## [DATA TO USE]
__________
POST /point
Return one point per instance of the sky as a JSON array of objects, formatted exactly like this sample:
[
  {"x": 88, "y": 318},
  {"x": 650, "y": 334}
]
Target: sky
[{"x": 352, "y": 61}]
__________
## [GOAL]
Rewrite every item above, substituting "horizon" for each occurrence of "sky" and leaving everything else unchanged.

## [ANSWER TO THIS EXERCISE]
POST /point
Return one point per instance of the horizon as a JSON array of objects, formatted exactly like this sample:
[
  {"x": 88, "y": 318},
  {"x": 650, "y": 334}
]
Target: horizon
[{"x": 352, "y": 61}]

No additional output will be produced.